[DATA TO EXAMINE — start]

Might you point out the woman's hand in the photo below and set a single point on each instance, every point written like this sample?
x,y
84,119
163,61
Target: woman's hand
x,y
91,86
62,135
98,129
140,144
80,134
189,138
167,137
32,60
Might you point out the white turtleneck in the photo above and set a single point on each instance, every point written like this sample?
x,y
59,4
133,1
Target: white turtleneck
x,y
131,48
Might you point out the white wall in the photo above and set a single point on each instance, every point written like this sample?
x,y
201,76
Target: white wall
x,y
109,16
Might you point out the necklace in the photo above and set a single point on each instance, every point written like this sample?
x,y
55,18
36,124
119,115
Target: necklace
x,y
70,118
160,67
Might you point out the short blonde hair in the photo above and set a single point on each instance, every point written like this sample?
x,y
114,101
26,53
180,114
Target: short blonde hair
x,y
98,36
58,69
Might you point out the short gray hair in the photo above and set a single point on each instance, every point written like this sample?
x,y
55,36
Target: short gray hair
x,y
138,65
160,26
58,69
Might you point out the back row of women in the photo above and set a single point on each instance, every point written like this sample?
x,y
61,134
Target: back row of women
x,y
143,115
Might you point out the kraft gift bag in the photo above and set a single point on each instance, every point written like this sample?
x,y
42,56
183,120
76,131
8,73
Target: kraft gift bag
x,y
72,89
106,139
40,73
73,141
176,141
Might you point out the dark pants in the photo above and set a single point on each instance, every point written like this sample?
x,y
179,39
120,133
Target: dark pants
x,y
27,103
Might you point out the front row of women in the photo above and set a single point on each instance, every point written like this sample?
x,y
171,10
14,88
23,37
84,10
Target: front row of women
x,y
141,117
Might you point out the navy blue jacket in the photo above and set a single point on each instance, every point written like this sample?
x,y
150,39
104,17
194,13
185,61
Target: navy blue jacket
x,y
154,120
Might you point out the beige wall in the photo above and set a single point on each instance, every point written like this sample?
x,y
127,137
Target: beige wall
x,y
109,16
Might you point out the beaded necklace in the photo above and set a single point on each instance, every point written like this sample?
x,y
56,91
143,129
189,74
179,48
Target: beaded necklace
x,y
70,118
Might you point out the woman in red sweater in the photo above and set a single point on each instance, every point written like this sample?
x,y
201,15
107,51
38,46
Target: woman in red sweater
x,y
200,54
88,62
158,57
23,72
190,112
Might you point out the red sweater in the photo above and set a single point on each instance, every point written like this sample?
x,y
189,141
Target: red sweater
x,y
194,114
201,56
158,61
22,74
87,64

[DATA TO EXAMINE — finish]

* THE TASK *
Take the entries above and transcribe them exactly as they stand.

* RESULT OF THIS TASK *
Might you point out the woman's hand in the photo below and set a single point on each instance, every point written like this sample?
x,y
84,119
163,61
Target: woman's hand
x,y
91,86
62,135
98,129
140,144
80,134
189,138
167,137
32,60
Might you point out the white turtleneck in the photo above and set a single point on each instance, every point written like this sample?
x,y
59,4
133,1
Target: white turtleneck
x,y
131,48
Might you point out the white wall in the photo above and set a single point on each instance, every point written like this sample?
x,y
201,76
Target: white wall
x,y
109,16
Might you point out the necklace in the photo above and set a single point on each instance, every point written like this sample?
x,y
55,18
36,124
119,115
Target: necklace
x,y
70,118
160,67
Might you point out the short blonde hair in the photo above and set a single point on each instance, every point written like this sample?
x,y
114,101
26,53
180,114
Target: short blonde hair
x,y
98,36
58,69
Might you point out the short gray hair in the photo above and set a single point on each instance, every point written like this sample?
x,y
55,36
Target: short gray hair
x,y
138,65
160,26
58,69
Might you point out the back row of women in the photo above and set a single point on each instance, every point written like this sample?
x,y
61,134
Target: back row of women
x,y
143,115
Might you point out the kraft gift bag in the photo above and set a single point on each instance, every point written like this sample?
x,y
42,56
183,120
76,131
8,73
Target: kraft gift bag
x,y
72,89
106,139
40,73
73,141
176,141
Might you point out the dark pants in the photo above and set a single point on each instance, every point written like this sample?
x,y
179,39
120,133
Target: dark pants
x,y
27,103
Might you point out the front row of women in the photo above and set a single point on each instance, every point written like this sample?
x,y
171,10
14,88
23,37
84,10
Target: front row of women
x,y
141,117
Might you point out the navy blue jacket in the photo above and set a single point on each instance, every point written like this sample?
x,y
150,39
104,17
194,13
185,61
Target: navy blue jacket
x,y
154,120
Might you point out the beige wall in the photo above and set a single point on each instance, every point written like this sample?
x,y
127,137
Target: beige wall
x,y
109,16
Might you point out the beaded necklace in the photo above and set a single point on each instance, every point written like this sample?
x,y
56,91
143,129
189,74
179,48
Target: beaded necklace
x,y
70,118
Might you point out the woman in red sweater in the photo above and set a single point on each instance, every point written like this sample?
x,y
201,15
107,51
38,46
Target: woman in red sweater
x,y
200,54
88,62
158,57
23,72
190,112
Might you point out the red sweater in the photo above and set a single point on each instance, every point written like this sample?
x,y
189,141
Target: red sweater
x,y
194,114
201,56
158,61
22,74
87,64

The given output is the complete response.